Task objective.
Give a verbatim quotation of every record.

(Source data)
┏━━

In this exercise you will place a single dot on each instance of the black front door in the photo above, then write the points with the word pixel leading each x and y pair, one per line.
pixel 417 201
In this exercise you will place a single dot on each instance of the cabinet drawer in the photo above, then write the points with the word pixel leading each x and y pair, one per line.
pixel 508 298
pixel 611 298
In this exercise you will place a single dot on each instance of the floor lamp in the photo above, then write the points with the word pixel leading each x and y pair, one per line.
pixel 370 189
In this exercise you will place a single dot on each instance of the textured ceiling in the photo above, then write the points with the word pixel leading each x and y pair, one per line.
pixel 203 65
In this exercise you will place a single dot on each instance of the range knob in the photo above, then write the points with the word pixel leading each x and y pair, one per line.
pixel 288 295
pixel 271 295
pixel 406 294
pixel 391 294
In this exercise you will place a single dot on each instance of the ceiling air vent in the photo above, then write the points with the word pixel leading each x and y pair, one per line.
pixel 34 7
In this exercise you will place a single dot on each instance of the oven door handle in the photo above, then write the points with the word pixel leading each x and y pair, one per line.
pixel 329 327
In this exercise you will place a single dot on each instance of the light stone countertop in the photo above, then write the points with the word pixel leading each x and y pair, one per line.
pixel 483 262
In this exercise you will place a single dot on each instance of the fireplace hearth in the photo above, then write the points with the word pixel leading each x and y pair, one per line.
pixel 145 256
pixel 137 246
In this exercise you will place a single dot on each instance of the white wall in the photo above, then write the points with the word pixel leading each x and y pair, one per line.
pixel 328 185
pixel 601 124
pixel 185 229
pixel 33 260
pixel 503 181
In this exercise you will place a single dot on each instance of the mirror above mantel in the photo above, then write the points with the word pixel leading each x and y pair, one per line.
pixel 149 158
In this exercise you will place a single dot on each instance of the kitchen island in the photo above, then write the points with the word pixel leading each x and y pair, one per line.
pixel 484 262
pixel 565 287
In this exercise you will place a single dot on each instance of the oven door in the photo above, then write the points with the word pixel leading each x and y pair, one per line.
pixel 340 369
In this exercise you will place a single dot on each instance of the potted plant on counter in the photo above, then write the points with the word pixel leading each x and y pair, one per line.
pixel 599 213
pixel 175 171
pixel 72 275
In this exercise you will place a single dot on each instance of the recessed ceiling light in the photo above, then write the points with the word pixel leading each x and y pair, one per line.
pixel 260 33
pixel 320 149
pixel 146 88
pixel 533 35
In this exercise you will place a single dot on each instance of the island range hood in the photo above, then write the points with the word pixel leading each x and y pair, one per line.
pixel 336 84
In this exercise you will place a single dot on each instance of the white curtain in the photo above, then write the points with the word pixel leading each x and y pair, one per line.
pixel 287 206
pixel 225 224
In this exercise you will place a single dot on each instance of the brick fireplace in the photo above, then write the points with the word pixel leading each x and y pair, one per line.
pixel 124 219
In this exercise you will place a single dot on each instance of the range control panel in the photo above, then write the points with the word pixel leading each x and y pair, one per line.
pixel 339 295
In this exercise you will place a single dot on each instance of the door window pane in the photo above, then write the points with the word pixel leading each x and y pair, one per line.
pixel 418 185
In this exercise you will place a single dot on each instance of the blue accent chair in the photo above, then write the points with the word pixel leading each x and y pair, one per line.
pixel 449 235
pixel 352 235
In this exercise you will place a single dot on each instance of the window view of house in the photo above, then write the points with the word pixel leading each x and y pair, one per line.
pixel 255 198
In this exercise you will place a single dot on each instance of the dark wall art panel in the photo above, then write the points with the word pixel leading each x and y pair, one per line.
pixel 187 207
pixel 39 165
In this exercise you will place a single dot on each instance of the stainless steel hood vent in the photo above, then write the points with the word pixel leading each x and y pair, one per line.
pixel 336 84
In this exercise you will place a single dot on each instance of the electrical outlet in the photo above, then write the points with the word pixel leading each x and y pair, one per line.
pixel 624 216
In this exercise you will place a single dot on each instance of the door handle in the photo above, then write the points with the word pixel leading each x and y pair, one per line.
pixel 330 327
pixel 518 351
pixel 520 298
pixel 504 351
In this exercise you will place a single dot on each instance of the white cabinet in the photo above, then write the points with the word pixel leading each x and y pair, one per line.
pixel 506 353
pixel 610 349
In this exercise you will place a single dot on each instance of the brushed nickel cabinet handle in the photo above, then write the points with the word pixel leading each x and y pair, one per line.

┗━━

Result of this task.
In this exercise you will place a single dot on each instance of the black front door in the photo above, then write the points with the word pixel leading each x and y pair, one per line.
pixel 417 201
In this exercise you will place a single dot on each instance of the cabinet drawer in the photo above, then write the points with the word pixel leading each x and y pair, one per line.
pixel 508 298
pixel 611 298
In this exercise you will place a single dot on each instance of the floor lamp in the photo above, then write the points with the word pixel leading each x and y pair, one per line.
pixel 370 189
In this exercise you will place a single dot on each instance of the textured ceiling in the photo above, then write the points with the word pixel leading each x and y pair, one per line.
pixel 203 65
In this exercise you will place a single dot on each instance of the range knob in the photo above, then write the points with the word pixel leading each x and y pair, one per line.
pixel 288 295
pixel 271 295
pixel 406 294
pixel 391 294
In this exercise you will place a single dot on each instance of the ceiling air vent in the photo above, then write the points with the word pixel leading each x and y pair, one per line.
pixel 34 7
In this exercise you will place a single dot on each instance of the oven door handle in the photo above, then write the points with the word pixel leading each x and y pair, one per line.
pixel 329 327
In this exercise you will place a single dot on each instance of the light stone countertop in the photo above, then write the points with the word pixel leading each x and y pair, one per line.
pixel 483 262
In this exercise you will place a single dot on each instance of the fireplace hearth in the photo above, then write the points with the word pixel leading each x and y pair, one per line.
pixel 145 256
pixel 137 246
In this exercise you will place a single dot on each instance of the white wall in the photo above, then write the points with the word pixel leading each x and y pair, one per line.
pixel 328 185
pixel 601 124
pixel 185 229
pixel 33 260
pixel 503 181
In this exercise you will place a single dot on each instance of the mirror above mantel in the photo above, then write the points with the word pixel leading each x and y pair, one per line.
pixel 149 158
In this exercise you will place a single dot on each instance of the kitchen island in the photo above, then write the points with the word pixel leading each x and y pair, one per line.
pixel 484 262
pixel 565 287
In this exercise you will place a single dot on each instance of the oven door in the photo above, then write the points with the word pixel leading each x and y pair, one per line.
pixel 340 369
In this exercise you will place a single dot on each instance of the potted plant on counter in the photo above, then write the points with the word pixel leading each x and y pair, one per line.
pixel 599 213
pixel 175 171
pixel 72 275
In this exercise you will place a single dot on each instance of the recessed ceiling light in the photo above, then write the points with the word pixel leading each x and y pair, one per line.
pixel 260 33
pixel 320 149
pixel 146 88
pixel 533 35
In this exercise you will place a single dot on each instance of the island range hood in the photo above, then write the points with the word pixel leading each x and y pair, one per line.
pixel 336 84
In this exercise you will place a single dot on each instance of the white curtain in the photo above, then write the points with the word pixel leading each x and y pair, one per line.
pixel 287 206
pixel 225 224
In this exercise you will place a single dot on each instance of the brick fireplace in the photo above, then write the points with the word pixel leading each x and y pair, one per line.
pixel 124 219
In this exercise you will place a single dot on each instance of the range control panel in the photo above, then write the points with the word pixel leading each x and y pair, one per line.
pixel 339 295
In this exercise you will place a single dot on each instance of the door window pane in the photo above, then write the points with the word pixel leading each x and y pair, one per line.
pixel 418 185
In this exercise you will place a single dot on each instance of the blue accent chair in the photo above, then write the points with the word pixel leading each x and y pair, one per line.
pixel 449 235
pixel 352 235
In this exercise you will place a single dot on each instance of the window view of house in the photo above, then write the points with the word pixel leading each x and y pair, one per line.
pixel 255 198
In this exercise you will place a single dot on each instance of the dark wall art panel in the photo above, then write the points with the word pixel leading each x and y pair, one per line.
pixel 187 207
pixel 39 165
In this exercise you will place a single dot on each instance of the stainless steel hood vent in the photo above, then write the points with the word pixel leading each x and y pair, one per line.
pixel 336 84
In this exercise you will place a single dot on each instance of the electrical outlet in the photo above, then write the points with the word pixel leading each x and y pair, one per line.
pixel 624 216
In this exercise you will place a single dot on each instance of the door handle in the photo above, then write the points with the word pixel leading each x and y pair, one per line.
pixel 330 327
pixel 518 351
pixel 520 298
pixel 504 351
In this exercise you will place a single dot on each instance of the white cabinet in the photo above, then write the points with the word pixel leading each x and y pair, one per line.
pixel 506 353
pixel 610 349
In this exercise you will place a single dot on each instance of the brushed nickel cabinet handle in the photo above, then write the points with the word pixel leading each x and y pair, one per line.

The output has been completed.